Document passage:
╔══

Friday, September 30, 2005

Sonny listens

nytsonny
nytsonny,
originally uploaded by mrgreg.
Here's a nice New York Times article with Sonny Rollins listening to some jazz he likes and commenting on it, jazz in general and his music in particular.

Off hand, I can't think of any jazz musician who's gotten cooler with age than Sonny Rollins, and there are darn few who have been playing as well at 75.

Pops redux

ruffins
ruffins,
originally uploaded by mrgreg.
I attended the fantastic, if hot (as in 108 degrees Sunday), Austin City Limits music festival over the weekend with my friends Carl Abernathy, Kathy Willhoite and Rodd Zolkos. One of the best sets I caught came from New Orleans retro-trumpeter and -singer Kermit Ruffins, who opened with "Sleepy Time Down South," Louis Armstrong's traditional closer, as if to say, "I'm taking up where Pops left off."

╚══

Exercises to complete:
**A)** In the jazz blog post, which song did Kermit Ruffins open his Austin City Limits set with?
**B)** Carry on the jazz blog post, beginning after its final sentence.

Data section:
╔══

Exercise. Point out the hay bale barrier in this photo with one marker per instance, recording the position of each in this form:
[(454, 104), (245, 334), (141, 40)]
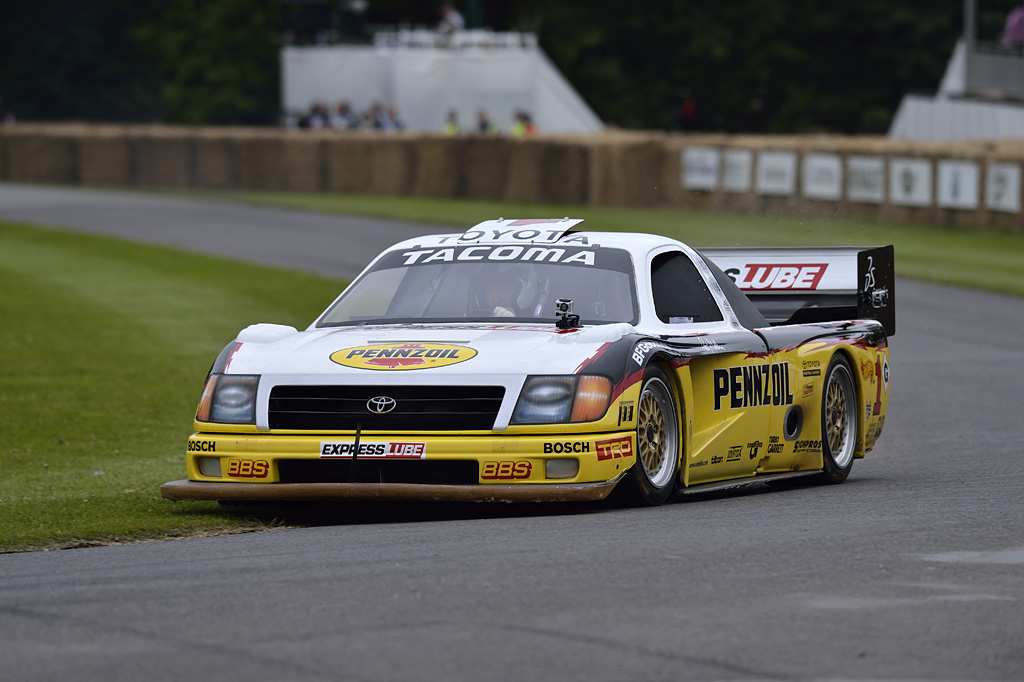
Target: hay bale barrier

╚══

Solved problems:
**A)** "Sleepy Time Down South," Louis Armstrong's traditional closer.

**B)**
OK, Kermit Ruffins can't play the trumpet like Louis Armstrong (Who can?) and he probably doesn't sing as well either. But he's close on both counts, there is the same joy to his playing as there was to Armstrong's and he's got a modern funky element to his music on top of that.

I really like the CD "Kermit Ruffins," an 11-song sampler, some of the material out of print otherwise, from the folks at Putumayo World Music. The disk gives you an excellent picture of what Ruffins does, and just try not moving to "Kermit's Second Line."

Thursday, September 29, 2005

Trumpeting Bridgewater

Champaign-Urbana native Cecil Bridgewater may be more acclaimed for his composing and arranging than his trumpeting, but that doesn't mean he can't blow a horn, as stints with Max Roach, Horace Silver and the Thad Jones/Mel Lewis Jazz Orchestra ought to make plain. He's also a fine jazz educator, as I had occasion to find out at the Jazz Threads program here last year.

And while few in number, Bridgewater has produced some good CDs. I like "I Love Your Smile," a collection of Bridgewater compositions and "Sophisticated Lady" performed with saxophonist Antonio Hart, trombonist Steve Turre and pianist Roland Hanna, plus Roach on some tunes. Think of the Modern Jazz Quartet-plus and you get the idea, which is to say sophisticated, straight-ahead jazz immaculately played with plenty of room for Cecil B. to show off that trumpet.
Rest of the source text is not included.